Here are records with pictures in them. Copy all of them exactly and leave the pictures out.

(Stored data entries)
**********
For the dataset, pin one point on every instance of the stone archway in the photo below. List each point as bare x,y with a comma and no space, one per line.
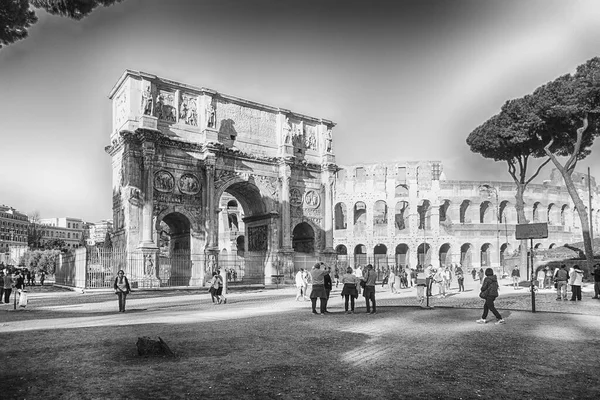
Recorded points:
176,147
303,238
174,257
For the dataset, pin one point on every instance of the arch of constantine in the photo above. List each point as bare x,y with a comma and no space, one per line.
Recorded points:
203,180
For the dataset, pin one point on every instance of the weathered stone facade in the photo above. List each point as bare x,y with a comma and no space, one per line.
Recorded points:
**********
> **Task output**:
For the dataset, pin one point on every instance of the stone archway in the photo below. List each point as bare x,y with a comma and no space, one per line.
Recorded points:
176,147
303,238
174,257
For the dataset, pin one point on every instance of the arch of constantine in the photo above. List each point as bare x,y with a comma and no space, one per line.
Recorded points:
203,180
For the dataset, pin one point on every instance of the weathered stone facade in the photo above. List each point as bare x,y with a comma and no space, one per line.
Recorded points:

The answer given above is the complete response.